> [ARBEITSAUFTRAG]
Wiederhole alle nachstehenden Einträge Zeile für Zeile und ohne jede Änderung.

_ _ _ _ _

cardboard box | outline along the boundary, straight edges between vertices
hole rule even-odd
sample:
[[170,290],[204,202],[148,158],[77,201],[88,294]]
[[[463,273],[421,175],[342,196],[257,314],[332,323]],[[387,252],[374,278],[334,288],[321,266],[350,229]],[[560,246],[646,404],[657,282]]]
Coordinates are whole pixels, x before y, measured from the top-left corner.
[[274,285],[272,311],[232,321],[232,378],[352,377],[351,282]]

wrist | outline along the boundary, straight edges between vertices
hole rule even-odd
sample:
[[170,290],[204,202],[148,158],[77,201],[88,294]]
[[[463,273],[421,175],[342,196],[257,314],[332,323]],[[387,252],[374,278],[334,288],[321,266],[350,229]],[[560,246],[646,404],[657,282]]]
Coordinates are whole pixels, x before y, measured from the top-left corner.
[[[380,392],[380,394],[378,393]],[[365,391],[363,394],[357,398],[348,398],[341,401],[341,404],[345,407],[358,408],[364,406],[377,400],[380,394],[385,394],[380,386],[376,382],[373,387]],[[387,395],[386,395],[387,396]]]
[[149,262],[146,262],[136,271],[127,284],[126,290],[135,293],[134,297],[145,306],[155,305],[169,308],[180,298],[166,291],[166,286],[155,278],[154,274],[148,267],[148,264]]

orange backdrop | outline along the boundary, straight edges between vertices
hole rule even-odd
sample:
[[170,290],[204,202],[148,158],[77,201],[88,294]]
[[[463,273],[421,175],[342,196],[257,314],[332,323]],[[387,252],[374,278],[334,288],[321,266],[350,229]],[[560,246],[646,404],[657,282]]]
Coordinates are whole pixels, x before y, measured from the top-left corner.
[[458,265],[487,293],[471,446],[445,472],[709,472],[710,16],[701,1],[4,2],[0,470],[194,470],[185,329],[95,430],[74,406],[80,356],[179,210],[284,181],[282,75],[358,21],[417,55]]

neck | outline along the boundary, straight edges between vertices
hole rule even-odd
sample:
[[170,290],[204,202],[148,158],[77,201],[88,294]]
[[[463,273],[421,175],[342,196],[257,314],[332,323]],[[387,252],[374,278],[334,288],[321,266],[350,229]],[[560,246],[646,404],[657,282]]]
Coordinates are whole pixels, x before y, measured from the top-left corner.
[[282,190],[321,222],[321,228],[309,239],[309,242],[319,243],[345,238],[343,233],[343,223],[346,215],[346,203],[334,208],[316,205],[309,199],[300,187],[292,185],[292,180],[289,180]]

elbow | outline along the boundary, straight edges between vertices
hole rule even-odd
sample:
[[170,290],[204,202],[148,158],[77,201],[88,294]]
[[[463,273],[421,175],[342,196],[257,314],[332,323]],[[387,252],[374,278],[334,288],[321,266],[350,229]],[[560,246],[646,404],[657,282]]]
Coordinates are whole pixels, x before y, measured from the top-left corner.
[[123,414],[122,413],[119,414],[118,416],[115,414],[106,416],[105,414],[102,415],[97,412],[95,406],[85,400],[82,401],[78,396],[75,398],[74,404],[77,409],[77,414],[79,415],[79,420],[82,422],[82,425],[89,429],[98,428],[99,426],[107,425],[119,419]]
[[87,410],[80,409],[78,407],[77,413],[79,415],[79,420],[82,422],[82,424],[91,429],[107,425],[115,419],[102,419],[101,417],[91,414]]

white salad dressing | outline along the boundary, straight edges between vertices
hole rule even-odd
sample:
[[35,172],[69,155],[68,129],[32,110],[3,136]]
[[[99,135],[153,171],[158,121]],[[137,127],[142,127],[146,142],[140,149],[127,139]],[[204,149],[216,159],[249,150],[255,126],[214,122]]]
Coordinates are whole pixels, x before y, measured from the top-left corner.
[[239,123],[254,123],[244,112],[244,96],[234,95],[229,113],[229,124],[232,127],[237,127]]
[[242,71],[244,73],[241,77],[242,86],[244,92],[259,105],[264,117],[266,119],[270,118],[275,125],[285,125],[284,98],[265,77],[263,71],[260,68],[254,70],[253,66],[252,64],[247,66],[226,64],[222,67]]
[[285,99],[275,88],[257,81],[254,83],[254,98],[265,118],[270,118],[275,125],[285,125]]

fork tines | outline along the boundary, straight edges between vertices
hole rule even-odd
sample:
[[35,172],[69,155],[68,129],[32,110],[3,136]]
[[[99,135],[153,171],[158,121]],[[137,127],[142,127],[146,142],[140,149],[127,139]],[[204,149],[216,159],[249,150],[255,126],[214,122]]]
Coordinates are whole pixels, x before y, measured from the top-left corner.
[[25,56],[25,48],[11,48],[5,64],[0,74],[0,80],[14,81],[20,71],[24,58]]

_ _ _ _ _

> [LÖSUNG]
cardboard box | outline along the boundary, straight edges between vertices
hole rule even-odd
sample:
[[170,290],[204,202],[148,158],[77,201],[88,294]]
[[[463,273],[421,175],[342,196],[257,314],[332,323]],[[387,252],[374,278],[334,288],[321,266],[350,229]],[[560,246],[646,404],[657,282]]]
Coordinates are whole pixels, x before y, measured from the top-left corner.
[[274,285],[272,311],[232,321],[232,378],[352,377],[351,282]]

wrist | outline along the boundary, straight edges between vertices
hole rule even-odd
sample:
[[170,290],[204,202],[148,158],[77,201],[88,294]]
[[[463,273],[421,175],[342,196],[257,314],[332,323]],[[387,252],[374,278],[334,288],[321,266],[350,229]],[[560,246],[646,404],[657,282]]]
Coordinates are whole pixels, x before y, measured from the top-left corner.
[[[380,392],[380,394],[378,393]],[[365,391],[363,394],[357,398],[348,398],[341,401],[341,404],[345,407],[358,408],[364,406],[377,400],[380,394],[385,394],[380,386],[376,382],[373,387]],[[387,395],[386,395],[387,396]]]
[[149,262],[146,262],[136,271],[127,284],[126,290],[135,293],[134,297],[145,306],[155,305],[169,308],[180,298],[166,291],[166,286],[155,278],[154,274],[148,267],[148,264]]

orange backdrop | outline along the boundary, straight edges between vertices
hole rule even-odd
sample:
[[170,290],[204,202],[148,158],[77,201],[88,294]]
[[[463,273],[421,175],[342,196],[257,314],[332,323]],[[387,252],[374,278],[334,288],[321,266],[350,229]],[[560,246],[646,404],[657,282]]]
Coordinates are whole pixels, x before y, measured from the top-left corner.
[[458,265],[487,293],[471,446],[445,472],[709,472],[710,16],[701,1],[4,2],[0,470],[194,470],[185,329],[95,430],[74,406],[80,356],[179,210],[284,181],[282,75],[358,21],[417,55]]

neck | outline along the boundary, straight edges between vertices
hole rule even-odd
sample:
[[170,290],[204,202],[148,158],[77,201],[88,294]]
[[[463,273],[421,175],[342,196],[257,314],[332,323]],[[387,252],[374,278],[334,288],[321,266],[350,229]],[[560,246],[646,404],[657,282]]]
Coordinates are whole pixels, x before y, measured from the top-left corner.
[[282,190],[321,222],[321,228],[309,239],[309,242],[319,243],[345,238],[343,233],[343,223],[346,215],[346,203],[334,208],[316,205],[309,199],[300,187],[292,185],[292,180],[289,180]]

elbow | outline along the boundary, straight edges between vertices
hole rule even-odd
sample:
[[170,290],[204,202],[148,158],[77,201],[88,294]]
[[[463,273],[421,175],[342,196],[257,314],[332,323]],[[387,252],[374,278],[334,288],[321,266],[350,229]],[[560,246],[646,404],[657,282]]]
Coordinates are whole pixels, x before y, measured from the top-left corner.
[[123,414],[122,413],[119,414],[118,416],[115,414],[106,416],[105,414],[102,415],[97,412],[95,406],[85,400],[82,401],[78,396],[75,398],[74,404],[77,409],[77,414],[79,415],[79,420],[82,422],[82,425],[89,429],[98,428],[99,426],[107,425],[119,419]]
[[87,410],[80,409],[78,407],[77,413],[79,415],[79,420],[82,422],[82,424],[91,429],[107,425],[115,419],[102,419],[101,417],[91,414]]

white salad dressing | outline along the boundary, straight edges between vertices
hole rule even-odd
sample:
[[35,172],[69,155],[68,129],[32,110],[3,136]]
[[[99,135],[153,171],[158,121]],[[137,127],[142,127],[146,142],[140,149],[127,139]],[[204,149],[216,159],[249,150],[255,126],[214,122]]]
Coordinates are whole pixels, x before y, measured from the top-left corner.
[[239,123],[254,123],[244,112],[244,96],[234,95],[229,113],[229,124],[232,127],[237,127]]
[[242,71],[244,73],[241,77],[242,86],[244,92],[259,105],[264,117],[266,119],[270,118],[275,125],[285,125],[284,98],[265,77],[263,71],[260,68],[254,70],[253,66],[252,64],[247,66],[226,64],[222,67]]
[[285,99],[275,88],[257,81],[254,83],[254,98],[265,118],[270,118],[275,125],[285,125]]

fork tines | outline along the boundary, straight edges between vertices
hole rule even-odd
sample:
[[35,172],[69,155],[68,129],[32,110],[3,136]]
[[[99,135],[153,171],[158,121]],[[137,127],[142,127],[146,142],[140,149],[127,139]],[[204,149],[216,159],[249,150],[255,126],[214,122]]]
Coordinates are whole pixels, x before y, measured from the top-left corner.
[[25,56],[25,48],[11,48],[5,64],[0,74],[0,80],[14,81],[20,71],[24,58]]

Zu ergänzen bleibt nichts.